Disponha todas as linhas dos dados abaixo em uma tabela Markdown com as colunas "Número" e "Linha", sem as linhas em branco. Deixe as imagens de fora da resposta.

== Dados disponíveis

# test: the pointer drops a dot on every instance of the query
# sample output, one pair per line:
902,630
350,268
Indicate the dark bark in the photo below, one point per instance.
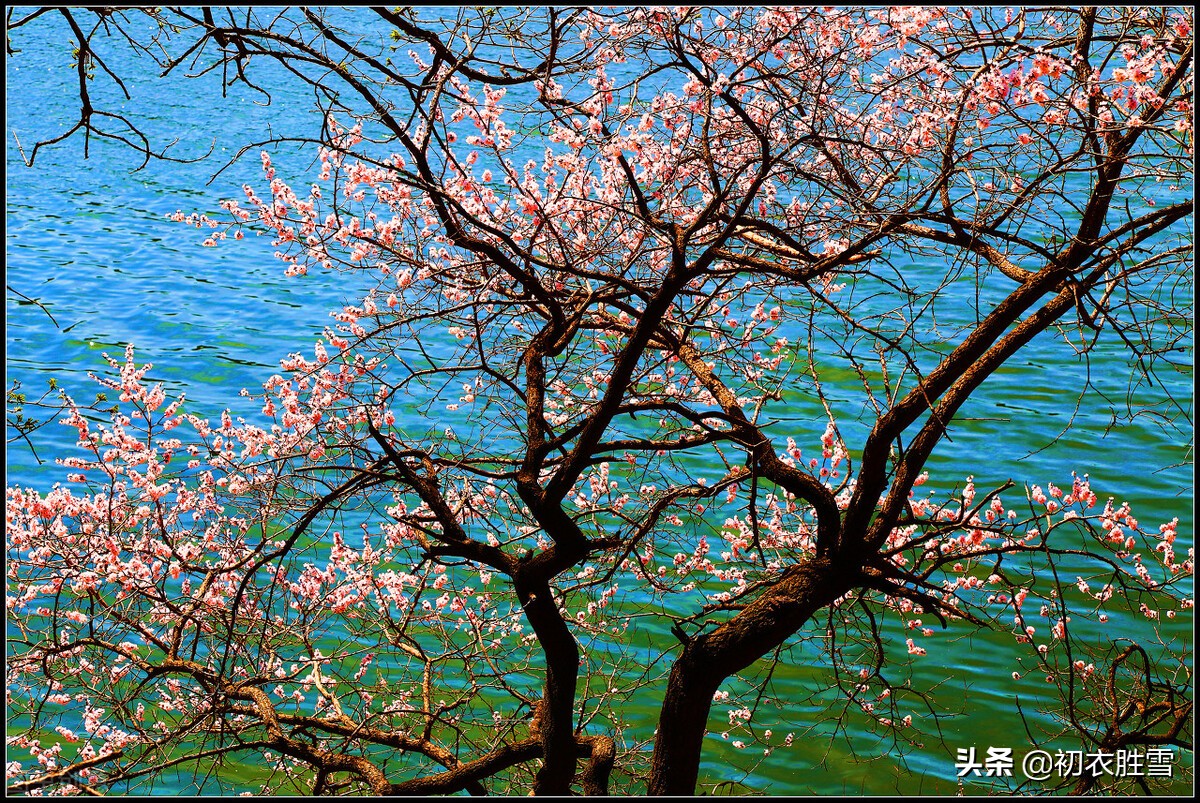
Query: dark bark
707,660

====

Resultado final
| Número | Linha |
|---|---|
| 1 | # test: the pointer drops a dot on every instance of the query |
| 2 | # sample output, one pair per line: |
| 3 | 902,630 |
| 4 | 350,268 |
| 5 | Indicate the dark bark in the photo below, one point per instance. |
| 6 | Query: dark bark |
| 7 | 707,660 |